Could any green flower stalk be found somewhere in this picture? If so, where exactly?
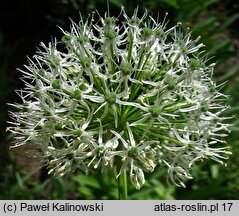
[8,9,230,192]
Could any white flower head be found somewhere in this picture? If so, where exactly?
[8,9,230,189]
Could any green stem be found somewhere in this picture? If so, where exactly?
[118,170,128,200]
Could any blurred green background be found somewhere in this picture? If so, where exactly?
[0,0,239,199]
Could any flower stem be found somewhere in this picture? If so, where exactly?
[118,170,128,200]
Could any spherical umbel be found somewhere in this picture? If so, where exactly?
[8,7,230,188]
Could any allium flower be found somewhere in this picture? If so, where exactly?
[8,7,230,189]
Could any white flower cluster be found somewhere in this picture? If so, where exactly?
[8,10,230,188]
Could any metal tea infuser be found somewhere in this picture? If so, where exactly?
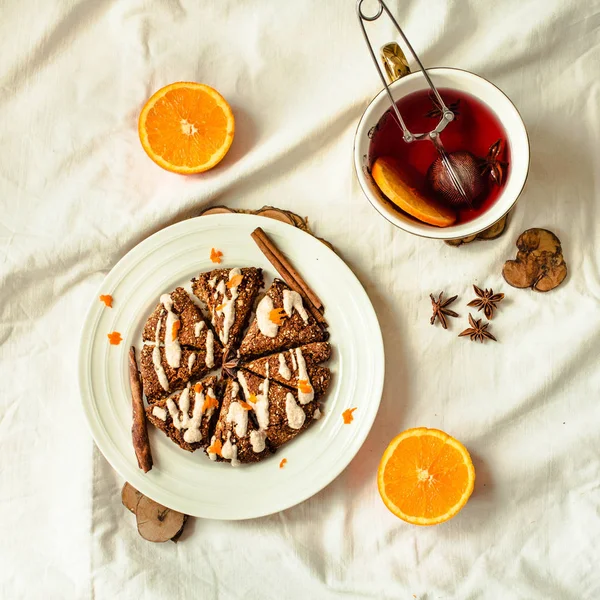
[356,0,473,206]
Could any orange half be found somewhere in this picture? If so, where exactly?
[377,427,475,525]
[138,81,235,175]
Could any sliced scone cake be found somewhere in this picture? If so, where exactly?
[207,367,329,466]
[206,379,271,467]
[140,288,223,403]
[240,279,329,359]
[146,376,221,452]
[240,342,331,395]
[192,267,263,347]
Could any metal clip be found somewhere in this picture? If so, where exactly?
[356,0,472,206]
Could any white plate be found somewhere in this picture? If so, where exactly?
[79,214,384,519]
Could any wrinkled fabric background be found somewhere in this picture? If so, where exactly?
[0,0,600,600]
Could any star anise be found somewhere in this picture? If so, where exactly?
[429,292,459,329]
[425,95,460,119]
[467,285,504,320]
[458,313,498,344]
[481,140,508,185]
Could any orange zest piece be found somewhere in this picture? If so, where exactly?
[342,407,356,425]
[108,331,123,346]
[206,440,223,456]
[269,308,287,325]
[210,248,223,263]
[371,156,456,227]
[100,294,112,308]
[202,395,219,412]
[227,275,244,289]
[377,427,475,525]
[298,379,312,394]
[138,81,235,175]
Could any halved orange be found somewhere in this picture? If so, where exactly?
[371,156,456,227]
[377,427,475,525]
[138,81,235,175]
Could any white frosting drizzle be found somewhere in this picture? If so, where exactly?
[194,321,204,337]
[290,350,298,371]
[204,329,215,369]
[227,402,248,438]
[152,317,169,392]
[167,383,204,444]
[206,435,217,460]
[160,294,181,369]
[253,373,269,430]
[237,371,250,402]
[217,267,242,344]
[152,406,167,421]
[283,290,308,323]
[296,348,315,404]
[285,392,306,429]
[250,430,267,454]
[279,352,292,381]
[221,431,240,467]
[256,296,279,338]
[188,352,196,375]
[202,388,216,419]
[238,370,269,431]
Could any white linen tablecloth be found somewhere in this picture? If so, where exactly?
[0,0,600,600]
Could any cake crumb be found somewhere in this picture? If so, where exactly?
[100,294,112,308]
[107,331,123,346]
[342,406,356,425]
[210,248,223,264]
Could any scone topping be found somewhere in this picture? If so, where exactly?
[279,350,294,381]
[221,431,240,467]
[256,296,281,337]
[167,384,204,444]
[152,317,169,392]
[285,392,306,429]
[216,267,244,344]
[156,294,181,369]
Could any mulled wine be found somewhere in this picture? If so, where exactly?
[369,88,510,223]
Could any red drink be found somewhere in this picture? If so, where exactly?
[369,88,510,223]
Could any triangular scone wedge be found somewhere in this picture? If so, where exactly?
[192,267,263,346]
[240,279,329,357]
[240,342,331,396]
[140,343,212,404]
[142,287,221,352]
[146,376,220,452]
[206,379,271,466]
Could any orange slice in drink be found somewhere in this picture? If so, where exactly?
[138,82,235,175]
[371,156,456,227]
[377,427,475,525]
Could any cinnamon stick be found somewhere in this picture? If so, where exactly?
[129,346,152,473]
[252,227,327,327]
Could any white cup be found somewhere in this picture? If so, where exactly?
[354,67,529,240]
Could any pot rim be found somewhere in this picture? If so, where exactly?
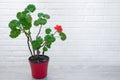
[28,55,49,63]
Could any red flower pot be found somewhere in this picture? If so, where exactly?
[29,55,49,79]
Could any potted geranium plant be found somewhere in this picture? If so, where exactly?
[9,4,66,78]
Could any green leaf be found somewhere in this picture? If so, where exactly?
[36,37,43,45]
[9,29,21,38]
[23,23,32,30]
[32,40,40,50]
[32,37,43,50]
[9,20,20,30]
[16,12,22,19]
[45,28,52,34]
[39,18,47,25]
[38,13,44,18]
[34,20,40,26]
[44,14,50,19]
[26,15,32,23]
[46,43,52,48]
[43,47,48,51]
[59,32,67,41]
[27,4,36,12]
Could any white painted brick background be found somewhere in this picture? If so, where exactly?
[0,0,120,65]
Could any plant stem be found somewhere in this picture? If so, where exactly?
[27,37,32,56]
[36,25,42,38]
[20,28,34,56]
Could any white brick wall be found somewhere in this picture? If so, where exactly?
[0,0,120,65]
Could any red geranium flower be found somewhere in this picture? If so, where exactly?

··········

Set problem:
Reproduce the whole listing above, switching every "be found somewhere" to "be spotted anywhere" and keeping everything else unchanged, but omit the pictures.

Solution for this exercise:
Could any green flower stalk be spotted anywhere in this picture? If so, where exactly?
[8,9,230,192]
Could any white flower head be spotted anywhere in this picture? If so, where exactly?
[8,9,230,189]
Could any green stem be spotted anywhere in this picture? If so, where exactly?
[118,170,128,200]
Could any blurred green background be spotted anywhere in this picture? If so, where exactly?
[0,0,239,199]
Could any flower stem be spotted anywhere in this picture? If so, where exactly?
[118,170,128,200]
Could any spherical umbel be spotted anywhere in this picture? If so, where exactly?
[8,7,230,188]
Could any allium flower be spotted anywhere in this picture? If so, where exactly?
[8,7,230,189]
Could any white flower cluster be spotted anywhere in this picture? If so, where exactly?
[8,10,230,188]
Could any metal tea infuser be spotted anywhere in this picture? If so, where exactly?
[356,0,473,206]
Could any orange half be spotted anywhere in this picture? If so, where exactly?
[377,427,475,525]
[138,81,235,175]
Could any sliced scone cake be spotted anywhere in this picture? If so, where exactly?
[207,367,329,466]
[206,379,271,467]
[140,288,223,403]
[240,279,329,359]
[146,376,221,452]
[240,342,331,395]
[192,267,263,347]
Could any metal clip be spotted anywhere in this picture? If so, where exactly?
[356,0,472,206]
Could any white plate be spotted anywhere in this picture? If so, where exactly?
[79,214,384,519]
Could any wrinkled fabric background be spotted anywhere in this picture? If so, where exactly?
[0,0,600,600]
Could any star anise be spotted anywhere in this picture? If so, where exactly?
[429,292,459,329]
[425,95,460,119]
[467,285,504,320]
[458,313,498,344]
[481,140,508,185]
Could any orange zest piece be spotted anywhere in this picture? If so, where exactly?
[342,407,356,425]
[108,331,123,346]
[206,440,223,456]
[269,308,287,325]
[210,248,223,263]
[371,156,456,227]
[100,294,112,308]
[202,395,219,412]
[227,275,244,289]
[377,427,475,525]
[298,379,312,394]
[138,81,235,175]
Could any halved orange be spotted anywhere in this picture? If so, where exactly?
[371,156,456,227]
[377,427,475,525]
[138,81,235,175]
Could any white frosting drizzle be spotted anywhere in this picture? If so, where exactly?
[194,321,204,337]
[290,350,298,371]
[204,329,215,369]
[227,402,248,438]
[152,317,169,392]
[167,383,204,444]
[206,435,217,460]
[160,294,181,369]
[253,373,269,430]
[237,371,250,402]
[217,267,242,344]
[152,406,167,421]
[283,290,308,323]
[296,348,315,404]
[285,392,306,429]
[250,430,267,454]
[279,352,292,381]
[221,431,240,467]
[256,296,279,338]
[188,352,196,375]
[202,388,216,419]
[238,370,269,431]
Could any white linen tablecloth be spotted anywhere in this picture? If so, where exactly?
[0,0,600,600]
Could any cake crumb be spotted anywhere in this picture? If so, where exactly?
[100,294,112,308]
[107,331,123,346]
[342,406,356,425]
[210,248,223,264]
Could any scone topping be spotted anywhere in this picture? If so, where exactly?
[279,350,294,381]
[221,431,240,467]
[256,296,281,337]
[167,384,204,444]
[152,317,169,392]
[285,392,306,429]
[216,267,244,344]
[156,294,181,369]
Could any mulled wine be spotted anywhere in this picture? If so, where exactly?
[369,88,510,223]
Could any red drink be spotted anywhere in this picture? If so, where exactly?
[369,88,510,223]
Could any triangular scone wedge be spotted anywhere in this picture? If so, where exactly?
[192,267,263,346]
[240,279,329,357]
[240,342,331,396]
[140,343,212,404]
[142,287,221,352]
[146,376,220,452]
[206,379,271,466]
Could any orange slice in drink be spotted anywhere in this picture? If so, where exactly?
[138,82,235,175]
[371,156,456,227]
[377,427,475,525]
Could any cinnamon stick be spotted anywhere in this picture? If so, where exactly?
[129,346,152,473]
[252,227,327,327]
Could any white cup be spotted anywhere in this picture? If so, where exactly?
[354,67,529,240]
Could any pot rim be spotted anywhere in this picture? If so, where exactly?
[28,55,49,63]
Could any red flower pot be spotted anywhere in this picture? If so, where exactly?
[29,55,49,79]
Could any potted geranium plant be spotted anywhere in this picture? If so, where exactly?
[9,4,66,78]
Could any green leaf be spotted anywhere in this picture? If so, where exactly?
[36,37,43,45]
[9,29,21,38]
[23,23,32,30]
[32,40,40,50]
[32,37,43,50]
[9,20,20,30]
[16,12,22,19]
[45,28,52,34]
[39,18,47,25]
[38,13,44,18]
[34,20,40,26]
[44,14,50,19]
[26,15,32,23]
[46,43,52,48]
[43,47,48,51]
[59,32,67,41]
[27,4,36,12]
Could any white painted brick background be spotted anywhere in this picture? If so, where exactly?
[0,0,120,65]
Could any plant stem be spotted anywhere in this picture? If so, where exactly?
[27,37,32,56]
[36,25,42,38]
[20,28,34,56]
Could any white brick wall be spotted anywhere in this picture? If so, where exactly?
[0,0,120,65]
Could any red geranium flower be spotted anywhere in this picture? If so, where exactly?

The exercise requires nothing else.